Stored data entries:
____

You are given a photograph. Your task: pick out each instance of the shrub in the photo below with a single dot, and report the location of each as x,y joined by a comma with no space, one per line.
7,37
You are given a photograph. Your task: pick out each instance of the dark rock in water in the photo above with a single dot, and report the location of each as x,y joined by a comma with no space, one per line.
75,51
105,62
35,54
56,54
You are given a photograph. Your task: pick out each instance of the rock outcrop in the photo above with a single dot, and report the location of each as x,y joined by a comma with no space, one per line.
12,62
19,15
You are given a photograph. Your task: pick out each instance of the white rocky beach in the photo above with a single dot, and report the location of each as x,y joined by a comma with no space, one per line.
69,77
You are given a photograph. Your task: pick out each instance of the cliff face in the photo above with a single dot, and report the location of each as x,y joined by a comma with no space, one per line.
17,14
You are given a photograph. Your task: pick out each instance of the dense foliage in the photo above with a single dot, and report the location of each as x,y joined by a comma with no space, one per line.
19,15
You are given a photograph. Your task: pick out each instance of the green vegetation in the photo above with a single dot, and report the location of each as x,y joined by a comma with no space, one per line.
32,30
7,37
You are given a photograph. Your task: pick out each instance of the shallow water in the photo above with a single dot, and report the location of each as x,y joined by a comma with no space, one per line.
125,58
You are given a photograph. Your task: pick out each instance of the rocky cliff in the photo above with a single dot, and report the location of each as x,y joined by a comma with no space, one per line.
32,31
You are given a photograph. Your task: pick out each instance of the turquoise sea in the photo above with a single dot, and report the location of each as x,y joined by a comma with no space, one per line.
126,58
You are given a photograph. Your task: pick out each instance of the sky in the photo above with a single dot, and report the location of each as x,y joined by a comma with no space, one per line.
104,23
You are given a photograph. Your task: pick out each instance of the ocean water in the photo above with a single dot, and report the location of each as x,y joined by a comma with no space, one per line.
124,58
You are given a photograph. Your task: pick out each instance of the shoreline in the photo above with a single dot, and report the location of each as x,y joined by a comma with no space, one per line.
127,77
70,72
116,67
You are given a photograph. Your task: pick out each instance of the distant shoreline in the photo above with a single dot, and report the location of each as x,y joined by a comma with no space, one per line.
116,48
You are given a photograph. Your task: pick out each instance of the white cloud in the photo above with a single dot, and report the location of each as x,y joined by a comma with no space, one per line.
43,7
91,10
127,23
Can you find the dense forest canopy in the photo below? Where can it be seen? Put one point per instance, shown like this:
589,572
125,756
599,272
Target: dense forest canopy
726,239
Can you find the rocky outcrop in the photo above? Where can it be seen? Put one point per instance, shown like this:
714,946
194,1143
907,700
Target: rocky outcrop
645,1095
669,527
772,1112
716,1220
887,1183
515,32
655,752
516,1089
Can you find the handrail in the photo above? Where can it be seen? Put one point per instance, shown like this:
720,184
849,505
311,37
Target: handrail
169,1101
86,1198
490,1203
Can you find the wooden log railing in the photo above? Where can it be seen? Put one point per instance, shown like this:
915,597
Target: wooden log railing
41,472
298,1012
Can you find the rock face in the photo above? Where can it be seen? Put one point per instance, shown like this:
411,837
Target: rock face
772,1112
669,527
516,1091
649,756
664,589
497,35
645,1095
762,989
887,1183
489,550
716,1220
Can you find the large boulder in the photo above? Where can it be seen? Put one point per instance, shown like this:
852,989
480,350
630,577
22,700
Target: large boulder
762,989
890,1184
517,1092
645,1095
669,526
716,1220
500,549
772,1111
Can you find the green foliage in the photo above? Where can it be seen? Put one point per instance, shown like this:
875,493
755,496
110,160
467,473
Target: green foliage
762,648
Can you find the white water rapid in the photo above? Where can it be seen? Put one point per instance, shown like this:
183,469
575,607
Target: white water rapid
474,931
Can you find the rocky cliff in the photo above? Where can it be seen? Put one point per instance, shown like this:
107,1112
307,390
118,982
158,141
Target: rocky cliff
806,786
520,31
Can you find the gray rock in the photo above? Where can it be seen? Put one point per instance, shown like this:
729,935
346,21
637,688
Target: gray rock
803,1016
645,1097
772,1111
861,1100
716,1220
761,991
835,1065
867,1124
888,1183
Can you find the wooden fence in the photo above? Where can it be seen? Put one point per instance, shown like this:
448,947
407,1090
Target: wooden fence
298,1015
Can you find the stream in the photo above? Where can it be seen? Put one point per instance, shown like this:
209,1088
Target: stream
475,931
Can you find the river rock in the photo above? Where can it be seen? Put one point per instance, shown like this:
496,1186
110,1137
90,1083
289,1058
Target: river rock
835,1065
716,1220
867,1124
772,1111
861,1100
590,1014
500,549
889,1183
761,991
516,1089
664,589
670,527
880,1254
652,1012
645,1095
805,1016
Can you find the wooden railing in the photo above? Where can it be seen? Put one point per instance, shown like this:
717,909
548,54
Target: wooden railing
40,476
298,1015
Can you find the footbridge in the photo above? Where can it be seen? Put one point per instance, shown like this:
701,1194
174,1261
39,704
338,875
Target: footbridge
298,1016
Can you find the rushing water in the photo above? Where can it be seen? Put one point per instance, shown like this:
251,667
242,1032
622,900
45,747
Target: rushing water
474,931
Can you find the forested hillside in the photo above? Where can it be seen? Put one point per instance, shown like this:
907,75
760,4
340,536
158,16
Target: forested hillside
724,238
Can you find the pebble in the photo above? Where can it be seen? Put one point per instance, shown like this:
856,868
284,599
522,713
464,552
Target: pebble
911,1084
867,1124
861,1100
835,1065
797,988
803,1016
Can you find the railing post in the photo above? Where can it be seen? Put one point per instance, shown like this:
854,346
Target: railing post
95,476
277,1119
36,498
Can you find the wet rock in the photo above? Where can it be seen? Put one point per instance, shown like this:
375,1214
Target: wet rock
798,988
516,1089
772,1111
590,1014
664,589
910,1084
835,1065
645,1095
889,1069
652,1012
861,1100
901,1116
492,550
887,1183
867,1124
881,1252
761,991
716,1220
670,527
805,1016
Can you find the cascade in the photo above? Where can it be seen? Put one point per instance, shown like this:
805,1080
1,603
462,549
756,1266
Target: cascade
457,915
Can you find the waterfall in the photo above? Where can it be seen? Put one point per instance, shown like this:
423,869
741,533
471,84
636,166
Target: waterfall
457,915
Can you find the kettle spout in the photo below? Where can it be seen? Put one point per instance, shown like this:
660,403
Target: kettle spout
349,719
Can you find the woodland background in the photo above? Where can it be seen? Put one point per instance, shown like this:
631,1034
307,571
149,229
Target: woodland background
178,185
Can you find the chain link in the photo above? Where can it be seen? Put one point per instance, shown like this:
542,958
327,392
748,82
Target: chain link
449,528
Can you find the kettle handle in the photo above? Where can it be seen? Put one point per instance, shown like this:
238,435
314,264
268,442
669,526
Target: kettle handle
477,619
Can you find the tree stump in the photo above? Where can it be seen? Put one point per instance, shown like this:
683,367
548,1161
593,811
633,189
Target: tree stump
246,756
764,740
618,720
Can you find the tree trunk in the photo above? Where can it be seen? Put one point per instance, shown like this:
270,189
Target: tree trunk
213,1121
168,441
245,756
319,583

____

▶ Assigned task:
The answer consists of every entry, returned exactly.

▶ The completed task:
You are given a photograph. Your task: pick out each instance of the shrub in the photo below with a single dot, and report the location of each as x,y joined by a comma with no space, one per line.
7,37
You are given a photograph. Your task: pick out each instance of the dark rock in water in the photo above with a single dot, and report the location of each as x,y joined by a comma with no space, one per line.
75,51
105,62
35,54
56,54
You are given a photograph. Your task: pick out each instance of the rock outcrop in the photo above with a single dot, and report the location of each as x,y joined by a comma with no space, one per line.
12,62
19,15
You are given a photograph. Your task: pick out each instance of the white rocky beach in the photo above with a single dot, and report the location of each as x,y joined by a comma with no space, one per line.
69,77
You are given a photograph. Your task: pick out each instance of the cliff face in the photo above with a single dot, and report the location of each as x,y joined by a comma with no space, one per line.
17,14
You are given a photograph. Your task: pick out each instance of the dense foliage in the photo above with a single dot, and report the location of each as x,y joined by a comma with no space, one per line.
19,15
You are given a photograph. Your task: pick out each instance of the green vegetation in the photo above with a single dot, and report the location of each as x,y joined by a comma with no space, one per line.
32,30
7,37
You are given a photograph. Your task: pick out each instance of the shallow water in the photo above with a single dot, and report the location of each as x,y joined by a comma with no space, one per line.
125,58
You are given a photograph. Your task: pick out each instance of the rocky cliff in the photo above with a single dot, and report the location of each as x,y joined by a comma with no space, one per line.
32,31
You are given a photograph. Your task: pick out each instance of the turquoise sea in the photo above with a single dot, and report the location of each as x,y joined by a comma with no space, one per line.
126,58
You are given a photograph. Your task: pick out each instance of the sky in the photo above with a single dot, and report the location of each as x,y joined by a comma with no space, one per line.
104,23
You are given a photograph. Your task: pick out each instance of the ocean water in the photo above with a single dot, and report the location of each as x,y joined by a comma with no space, one per line.
124,58
You are given a photograph. Your task: pick out each instance of the shoreline in the photo above with a single dot, and report the location of each as x,y joined by a comma with no space, one per line.
127,77
70,72
116,67
You are given a photograph. Your task: pick out each instance of the distant shoreline in the photo above with a single dot, and report the location of each as x,y joined by a comma with no space, one per line.
116,48
You are given a photograph. Your task: pick out each instance of the white cloud in the photo above with a single dot, and report the location of each as x,y joined by a comma with no space, one per line.
43,7
91,10
127,23
Can you find the dense forest canopy in the photo below? Where can it be seen? Put one point per instance, shown like this:
589,572
125,756
599,272
Target: dense forest canopy
726,239
Can you find the rocky outcrop in the photo above? Where can it be seen? Put one point per instance, shown like this:
714,946
194,1143
907,700
Target: rocky outcrop
645,1095
669,527
772,1112
716,1220
887,1183
515,32
655,752
516,1089
Can you find the handrail in the photo above? Where can it be seen? Put one point per instance, shown like this:
720,184
849,505
311,37
Target: handrail
169,1101
86,1198
490,1203
Can you find the wooden log railing in the photo above? Where can it be seen? Put one point per instance, shown like this:
915,597
Target: wooden log railing
41,472
298,1012
Can you find the rock face in the photo above? Where can it be seen? Put one point per instance, shown like this:
411,837
Target: rock face
772,1112
669,527
516,1091
649,756
664,589
497,35
645,1095
762,989
887,1183
489,550
716,1220
Can you find the large boulder in the photo above? Where can it be seen? Put one point per instance, shown like this:
852,989
480,350
630,577
22,700
Target: large boulder
762,989
890,1184
517,1092
645,1095
669,526
716,1220
500,549
772,1111
Can you find the green foliage in the photo above? Where can it be seen? Put one point per instance, shown like this:
875,493
755,496
110,160
467,473
Target: green foliage
762,648
Can you find the white water rapid in the photo above? Where can it be seen? Put one point per instance, shown like this:
183,469
575,607
Target: white water rapid
474,931
Can you find the rocky cliff in the photo above? Where can it be seen? Put one point per instance, shown like this:
107,1112
307,390
118,982
158,141
Target: rocky cliff
806,786
520,31
Can you find the gray rock in the photo above? Where can it be seen? Put one point per instance, shown like this:
729,935
346,21
637,688
Target: gray rock
803,1016
645,1097
772,1111
861,1100
716,1220
761,991
835,1065
867,1124
888,1183
Can you find the wooden fence in the photo above? Where can it be seen? Put one point per instance, shown like this:
448,947
407,1090
Target: wooden fence
298,1015
Can you find the stream in the photo above? Where can it be seen? Put one point per instance, shown like this:
209,1088
Target: stream
475,931
Can you find the river rock in the photo above? Where can it be seen? Put one point per instance, shown like this:
496,1186
110,1137
90,1083
289,1058
Target: river rock
835,1065
716,1220
867,1124
772,1111
861,1100
590,1014
500,549
889,1183
761,991
516,1089
664,589
670,527
880,1254
652,1012
645,1095
805,1016
Can you find the wooden railing in the photo above? Where can it be seen? Put one point per instance, shown like this:
717,909
548,54
Target: wooden railing
40,476
298,1015
Can you find the footbridge in the photo above? Where can it be seen? Put one point per instance, shown like this:
701,1194
174,1261
39,704
338,875
Target: footbridge
298,1016
Can you find the rushing water in the photo above? Where can it be seen? Put one point per instance, shown like this:
251,667
242,1032
622,900
45,747
Target: rushing water
474,931
Can you find the forested hillside in the photo above? Where can it be seen? Put one point per instance, shown like this:
907,75
760,4
340,536
158,16
Target: forested hillside
724,238
Can you find the pebble in the photo above? Where can it be seen? Put one point per instance, shown like this:
856,868
284,599
522,713
464,552
Target: pebble
911,1084
867,1124
861,1100
835,1065
797,988
803,1016
Can you find the railing post in the photo above? Where can it be seen? Put one point per instance, shown like this:
854,346
Target: railing post
95,476
277,1119
36,498
Can you find the wet rock in the photo above? Where can it be seen? Put one point per instance, shown like this:
375,1214
Target: wet rock
798,988
516,1089
772,1111
590,1014
664,589
910,1084
835,1065
645,1095
889,1069
652,1012
861,1100
901,1116
492,550
887,1183
867,1124
881,1252
761,991
716,1220
670,527
805,1016
Can you find the cascade in the photo above? Where can it be seen? Put one point per instance, shown like this:
805,1080
1,603
462,549
756,1266
Target: cascade
457,915
Can you find the waterfall in the photo above? Where can it be seen? Put one point per instance, shown like this:
423,869
741,533
471,84
636,166
Target: waterfall
457,915
Can you find the kettle spout in the photo below? Where can it be seen? Put one point per instance, shown like this:
660,403
Target: kettle spout
349,719
Can you find the woodland background in the photo above? Where can it be seen? Put one point per instance, shown like this:
631,1034
307,571
149,229
Target: woodland background
178,185
Can you find the chain link in the photo above? Where can it be seen? Put one point per instance, shown like this:
542,958
327,392
748,82
Target: chain link
449,528
Can you find the kettle handle in the photo above? Where can it be seen? Put one point per instance, shown like this:
238,435
314,264
268,442
669,526
Target: kettle handle
477,619
Can you find the tree stump in the photo above? Where can it be seen? Put one point per instance, shown like this:
683,367
548,1161
593,811
633,189
Target: tree stump
246,756
764,740
618,720
Can you find the tree trunk in the photo above? Where can it be seen? Put one point per instance, shown like this:
270,189
Target: tree trunk
213,1121
168,441
245,756
319,583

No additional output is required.